Morocco’s cuisine is cooked with a number of subtle spices and unusual flavour combinations, all of which contribute greatly to a number of delicious and authentic traditional dishes that are consumed daily throughout the country. The country’s cuisine is greatly influenced by the interactions and exchanges it has had with other cultures and nations over hundreds of years, and includes a mixture of Mediterranean, Arabic, Andalusian and Berber cuisines. This means that the combinations created, made, and served are rich in flavour as well as history.
For those travellers who like to explore the many countries scattered across the globe through their stomachs, Morocco is a great place to have your first culinary adventure. If you are planning a going to a luxury hotel in Morocco, here are three must try Morocco foods you should indulge in while you are there:
A tagine is a Berber North African dish that is named after the earth ware pot it is cooked in. The dishes that are cooked in a tagine – a clay cooking pot with a conical lid – can be found at a number of cafes and restaurants across the country, cooking and bubbling away constantly. Commonly known as a stew, a tagine is usually made with meat – including lamb, chicken or beef – and a tomato base with apricots, dates, raisins or sultanas and a number fragrant spices (including ginger, cumin, cinnamon, paprika, and fresh coriander to name a few) included. A tagine is one of the most popular and common dishes that will be found almost everywhere, including at Mazagan Beach Resort in Morocco, it is usually served with warm, homemade bread.
A fine wheat pasta, couscous is traditionally rolled by hand when made from scratch and is a staple food throughout North African cuisines. Once it has been made, it is them steamed over a stew of meat and fresh vegetables in order to cook it and keep the consistency fluffy and light. When it is served, the meat is usually at the center and covered with a pyramid of couscous, which then a number of different vegetables pressed in to the sides and the sauce served separately. Depending on where you order and eat a dish of couscous, it may be garnished with a sweet raisin preserve, or, in the Berber tradition, served with a bowl of buttermilk. The other way it is served is with the stew served on top.

Tasks for this exercise:
1. Quote the stretch of the passage on Moroccan food from "Morocco’s cuisine is" through "well as history.".
2. For each statement, say whether the passage on Moroccan food agrees with it, and quote the words that decide it. (a) A tagine takes its name from the pot it is cooked in. (b) A tagine is usually served with rice. (c) In the Berber tradition, couscous may be served with a bowl of buttermilk.

Data extracts:

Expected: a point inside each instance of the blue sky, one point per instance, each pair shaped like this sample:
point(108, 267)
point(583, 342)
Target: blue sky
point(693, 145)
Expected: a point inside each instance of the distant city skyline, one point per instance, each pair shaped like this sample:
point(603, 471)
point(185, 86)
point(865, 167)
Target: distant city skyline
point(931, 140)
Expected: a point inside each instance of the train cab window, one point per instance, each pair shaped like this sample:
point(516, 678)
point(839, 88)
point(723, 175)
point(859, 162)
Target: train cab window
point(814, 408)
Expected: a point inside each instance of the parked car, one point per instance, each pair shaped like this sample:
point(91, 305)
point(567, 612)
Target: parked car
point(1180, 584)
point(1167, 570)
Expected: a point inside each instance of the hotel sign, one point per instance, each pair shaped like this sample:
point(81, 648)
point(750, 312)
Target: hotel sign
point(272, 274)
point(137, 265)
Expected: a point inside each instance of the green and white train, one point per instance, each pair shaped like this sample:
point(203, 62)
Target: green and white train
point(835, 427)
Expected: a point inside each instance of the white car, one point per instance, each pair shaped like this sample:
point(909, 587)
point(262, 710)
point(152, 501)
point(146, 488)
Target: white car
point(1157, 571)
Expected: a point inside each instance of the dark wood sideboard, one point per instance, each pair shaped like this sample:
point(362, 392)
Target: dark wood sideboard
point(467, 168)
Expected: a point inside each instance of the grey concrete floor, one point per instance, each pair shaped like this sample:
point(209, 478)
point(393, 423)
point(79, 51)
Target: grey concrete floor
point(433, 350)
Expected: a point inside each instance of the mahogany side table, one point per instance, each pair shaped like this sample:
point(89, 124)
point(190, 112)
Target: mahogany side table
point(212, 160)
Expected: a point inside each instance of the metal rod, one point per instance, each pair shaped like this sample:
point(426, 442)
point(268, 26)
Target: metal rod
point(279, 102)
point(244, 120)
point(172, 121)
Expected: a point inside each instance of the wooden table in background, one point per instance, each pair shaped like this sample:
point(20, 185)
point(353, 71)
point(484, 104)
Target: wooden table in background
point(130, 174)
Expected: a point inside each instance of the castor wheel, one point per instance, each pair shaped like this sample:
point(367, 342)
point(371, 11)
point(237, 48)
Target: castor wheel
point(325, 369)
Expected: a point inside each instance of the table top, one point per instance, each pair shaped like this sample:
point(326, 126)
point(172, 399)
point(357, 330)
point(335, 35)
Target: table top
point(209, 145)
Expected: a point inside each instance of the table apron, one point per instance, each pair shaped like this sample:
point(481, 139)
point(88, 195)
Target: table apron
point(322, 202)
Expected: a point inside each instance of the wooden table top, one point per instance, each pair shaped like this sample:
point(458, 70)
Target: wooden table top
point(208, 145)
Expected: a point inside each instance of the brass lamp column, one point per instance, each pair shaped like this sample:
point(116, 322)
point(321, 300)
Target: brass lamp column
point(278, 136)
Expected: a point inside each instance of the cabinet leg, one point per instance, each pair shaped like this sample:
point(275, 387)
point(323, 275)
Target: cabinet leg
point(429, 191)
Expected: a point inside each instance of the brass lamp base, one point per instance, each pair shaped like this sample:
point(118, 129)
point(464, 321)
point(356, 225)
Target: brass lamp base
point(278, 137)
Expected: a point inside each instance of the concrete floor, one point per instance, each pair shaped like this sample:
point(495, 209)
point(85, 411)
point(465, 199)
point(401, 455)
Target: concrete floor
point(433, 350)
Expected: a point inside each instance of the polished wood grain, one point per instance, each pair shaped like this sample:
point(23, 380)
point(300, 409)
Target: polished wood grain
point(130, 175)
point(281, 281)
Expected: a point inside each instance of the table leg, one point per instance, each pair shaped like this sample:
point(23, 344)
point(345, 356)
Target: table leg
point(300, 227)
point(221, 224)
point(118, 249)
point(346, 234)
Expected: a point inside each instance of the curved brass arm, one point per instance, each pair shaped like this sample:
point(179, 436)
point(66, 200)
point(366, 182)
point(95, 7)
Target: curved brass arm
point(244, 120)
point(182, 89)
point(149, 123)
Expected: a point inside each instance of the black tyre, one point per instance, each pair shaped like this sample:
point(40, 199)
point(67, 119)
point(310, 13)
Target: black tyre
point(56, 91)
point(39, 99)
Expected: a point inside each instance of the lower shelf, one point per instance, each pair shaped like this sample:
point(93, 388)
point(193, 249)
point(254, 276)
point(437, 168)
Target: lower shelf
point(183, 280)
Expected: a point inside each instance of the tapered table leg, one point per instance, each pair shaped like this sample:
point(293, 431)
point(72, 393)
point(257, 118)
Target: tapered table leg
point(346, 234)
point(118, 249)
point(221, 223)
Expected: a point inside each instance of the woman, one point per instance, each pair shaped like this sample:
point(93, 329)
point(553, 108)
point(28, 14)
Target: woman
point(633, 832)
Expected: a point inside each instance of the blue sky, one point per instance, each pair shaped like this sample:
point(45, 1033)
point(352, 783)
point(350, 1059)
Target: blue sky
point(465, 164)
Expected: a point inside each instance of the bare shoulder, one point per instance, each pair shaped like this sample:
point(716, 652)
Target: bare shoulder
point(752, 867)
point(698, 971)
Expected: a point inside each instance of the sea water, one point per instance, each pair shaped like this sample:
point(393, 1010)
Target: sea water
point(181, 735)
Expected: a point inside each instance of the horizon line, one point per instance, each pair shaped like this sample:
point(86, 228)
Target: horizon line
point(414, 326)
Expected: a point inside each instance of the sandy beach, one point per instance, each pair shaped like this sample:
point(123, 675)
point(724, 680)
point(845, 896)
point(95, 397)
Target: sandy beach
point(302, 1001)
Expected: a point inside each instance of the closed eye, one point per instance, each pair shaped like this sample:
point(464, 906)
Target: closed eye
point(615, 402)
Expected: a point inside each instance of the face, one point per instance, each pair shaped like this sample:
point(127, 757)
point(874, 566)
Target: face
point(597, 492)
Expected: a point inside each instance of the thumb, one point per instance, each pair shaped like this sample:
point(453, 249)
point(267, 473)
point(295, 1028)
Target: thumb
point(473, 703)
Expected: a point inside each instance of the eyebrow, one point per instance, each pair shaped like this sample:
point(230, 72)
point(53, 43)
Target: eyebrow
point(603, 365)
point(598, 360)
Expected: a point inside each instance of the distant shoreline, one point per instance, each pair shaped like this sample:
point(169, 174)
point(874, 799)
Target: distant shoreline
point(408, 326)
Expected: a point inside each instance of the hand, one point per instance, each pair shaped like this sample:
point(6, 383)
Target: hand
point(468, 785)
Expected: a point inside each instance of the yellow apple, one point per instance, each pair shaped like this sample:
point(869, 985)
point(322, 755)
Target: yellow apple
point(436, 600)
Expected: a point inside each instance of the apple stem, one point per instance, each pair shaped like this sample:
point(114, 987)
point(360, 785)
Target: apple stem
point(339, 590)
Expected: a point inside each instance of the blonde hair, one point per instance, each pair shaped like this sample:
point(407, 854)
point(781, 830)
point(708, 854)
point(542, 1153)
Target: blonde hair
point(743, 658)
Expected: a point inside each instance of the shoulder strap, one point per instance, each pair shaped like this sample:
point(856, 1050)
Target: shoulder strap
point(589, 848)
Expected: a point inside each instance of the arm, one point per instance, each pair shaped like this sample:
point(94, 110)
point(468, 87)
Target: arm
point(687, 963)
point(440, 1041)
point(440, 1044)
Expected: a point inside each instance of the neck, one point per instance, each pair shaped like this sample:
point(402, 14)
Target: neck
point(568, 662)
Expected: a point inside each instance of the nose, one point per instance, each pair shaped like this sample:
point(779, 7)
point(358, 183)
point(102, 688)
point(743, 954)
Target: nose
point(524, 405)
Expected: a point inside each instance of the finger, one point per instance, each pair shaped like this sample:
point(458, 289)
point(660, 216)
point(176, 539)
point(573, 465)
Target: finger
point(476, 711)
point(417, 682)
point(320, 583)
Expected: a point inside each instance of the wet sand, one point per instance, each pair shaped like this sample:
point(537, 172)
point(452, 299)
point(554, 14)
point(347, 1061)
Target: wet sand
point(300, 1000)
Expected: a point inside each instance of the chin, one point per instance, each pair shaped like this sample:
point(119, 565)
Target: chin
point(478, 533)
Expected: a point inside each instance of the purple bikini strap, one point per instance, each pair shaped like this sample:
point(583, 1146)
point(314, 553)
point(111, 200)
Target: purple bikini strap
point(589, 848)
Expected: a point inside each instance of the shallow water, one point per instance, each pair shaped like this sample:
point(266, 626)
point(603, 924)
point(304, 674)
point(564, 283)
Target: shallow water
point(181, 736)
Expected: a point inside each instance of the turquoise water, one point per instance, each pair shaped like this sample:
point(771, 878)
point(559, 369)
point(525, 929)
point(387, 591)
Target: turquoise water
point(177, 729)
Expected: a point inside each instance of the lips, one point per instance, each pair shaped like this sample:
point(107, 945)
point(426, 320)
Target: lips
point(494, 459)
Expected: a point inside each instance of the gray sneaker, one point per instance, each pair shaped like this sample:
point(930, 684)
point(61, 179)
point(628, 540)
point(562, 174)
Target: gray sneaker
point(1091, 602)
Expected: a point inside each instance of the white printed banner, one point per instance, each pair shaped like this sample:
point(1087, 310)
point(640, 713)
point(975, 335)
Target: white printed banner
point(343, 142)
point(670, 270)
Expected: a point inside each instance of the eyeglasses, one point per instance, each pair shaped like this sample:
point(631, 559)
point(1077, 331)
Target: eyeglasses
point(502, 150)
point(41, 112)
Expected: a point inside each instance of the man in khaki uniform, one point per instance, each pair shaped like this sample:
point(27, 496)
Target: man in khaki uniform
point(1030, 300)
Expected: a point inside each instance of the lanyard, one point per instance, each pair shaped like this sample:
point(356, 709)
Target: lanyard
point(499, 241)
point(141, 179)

Answers:
1.
Morocco’s cuisine is cooked with a number of subtle spices and unusual flavour combinations, all of which contribute greatly to a number of delicious and authentic traditional dishes that are consumed daily throughout the country. The country’s cuisine is greatly influenced by the interactions and exchanges it has had with other cultures and nations over hundreds of years, and includes a mixture of Mediterranean, Arabic, Andalusian and Berber cuisines. This means that the combinations created, made, and served are rich in flavour as well as history.

2.
(a) Yes: "named after the earth ware pot it is cooked in"
(b) No: "it is usually served with warm, homemade bread"
(c) Yes: "in the Berber tradition, served with a bowl of buttermilk"